━━ Texte fourni ━━

Jeu vidéo, le défi de l'accessibilité : "Énormément d'éditeurs n'ont pas pensé à l'existence du handicap"

Cofondateur de l'entreprise Be Player One, dédiée à accompagner l'industrie du jeu vidéo vers plus d'accessibilité, Olivier Nourry met en avant les frustrations des joueurs en situation de handicap, la reproduction sociale à l'œuvre dans les studios, et les solutions pour la dépasser.

Si vous étiez entrepreneur, et qu'on vous disait que vous vous êtes privé tout seul d'un milliard de consommateurs potentiels, changeriez-vous ? C'est en essence la question que pose Olivier Nourry à la salle remplie de professionnels du jeu vidéo qui lui fait face. Ce 27 septembre, il s'est rendu au Game Camp de Lille pour présenter une étude sur les joueurs en situation de handicap réalisée par son entreprise, Be Player One

"Il y un mantra dans le monde du handicap : rien pour nous sans nous" résume Olivier Nourry. Ce sont en effet quatre professionnels, tous en situation de handicap, qui ont monté l'entreprise sur l'impulsion de Maxime Viry, consultant informatique, passionné de gaming et atteint de myopathie. Franck Leroy est développeur et spécialiste 3D, Sandrine Viry est ergothérapeute experte en technologie, Olivier Nourry est spécialiste de l'accessibilité numérique. Ensemble, ils se sont lancés dans deux démarches d'ampleur : conceptualiser et commercialiser du matériel innovant pour les gamers handicapés, et accompagner les créateurs de jeu vers plus d'accessibilité.

━━━

# Consignes:
- A) D'après l'article sur l'accessibilité du jeu vidéo, à quelle date Olivier Nourry s'est-il rendu au Game Camp de Lille ?
- B) Rédigez la suite de l'article sur l'accessibilité du jeu vidéo en reprenant après sa dernière phrase.

━━ Jeu de données ━━

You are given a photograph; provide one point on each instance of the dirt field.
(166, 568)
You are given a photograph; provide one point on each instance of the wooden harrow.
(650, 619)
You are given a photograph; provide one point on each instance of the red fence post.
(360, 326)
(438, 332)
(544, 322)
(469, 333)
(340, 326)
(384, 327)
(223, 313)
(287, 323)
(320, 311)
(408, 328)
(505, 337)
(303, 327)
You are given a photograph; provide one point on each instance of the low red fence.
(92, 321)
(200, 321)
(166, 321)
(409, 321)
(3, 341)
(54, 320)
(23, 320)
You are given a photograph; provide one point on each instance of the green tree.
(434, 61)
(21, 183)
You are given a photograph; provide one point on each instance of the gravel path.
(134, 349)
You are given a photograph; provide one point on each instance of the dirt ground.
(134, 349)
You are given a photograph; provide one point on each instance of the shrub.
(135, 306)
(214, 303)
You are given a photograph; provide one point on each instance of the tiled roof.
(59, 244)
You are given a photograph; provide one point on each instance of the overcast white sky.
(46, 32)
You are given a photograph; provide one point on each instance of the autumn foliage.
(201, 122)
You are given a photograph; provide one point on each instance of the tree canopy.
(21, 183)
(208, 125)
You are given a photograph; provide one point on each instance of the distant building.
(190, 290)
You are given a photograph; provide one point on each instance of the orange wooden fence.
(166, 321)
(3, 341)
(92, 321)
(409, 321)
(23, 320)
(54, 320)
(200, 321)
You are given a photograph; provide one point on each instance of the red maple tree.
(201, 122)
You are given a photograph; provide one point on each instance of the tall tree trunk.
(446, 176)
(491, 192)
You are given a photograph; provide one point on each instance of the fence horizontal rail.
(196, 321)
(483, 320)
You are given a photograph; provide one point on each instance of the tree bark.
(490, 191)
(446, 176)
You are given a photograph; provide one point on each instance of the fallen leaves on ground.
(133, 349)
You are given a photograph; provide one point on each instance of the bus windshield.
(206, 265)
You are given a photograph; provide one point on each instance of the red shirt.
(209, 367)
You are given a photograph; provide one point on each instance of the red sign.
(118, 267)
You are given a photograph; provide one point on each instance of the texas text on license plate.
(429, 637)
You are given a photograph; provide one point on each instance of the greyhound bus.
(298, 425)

━━━

# Réponses par consigne:
- A) Le 27 septembre.

- B)
18% : ces gamers qui ont renoncé au jeu vidéo

Mais pour cela, il faut d'abord les sensibiliser à la question, et c'est la mission que tente Olivier Nourry devant son parterre de jeunes développeurs. Il va d'abord les accrocher avec un chiffre clé de l'étude intitulée "Attentes, frustration et difficulté des joueurs à besoins spécifiques". 380 joueurs ont répondu à cette étude. 18% affirment que, suite à des déceptions répétées sur le plan de l'accessibilité, ils n'achètent simplement plus de jeux vidéo. Extrapolé au milliard de personnes en situation de handicap dans le monde, 18% qui claquent la porte de toute une industrie, c'est un manque à gagner majeur.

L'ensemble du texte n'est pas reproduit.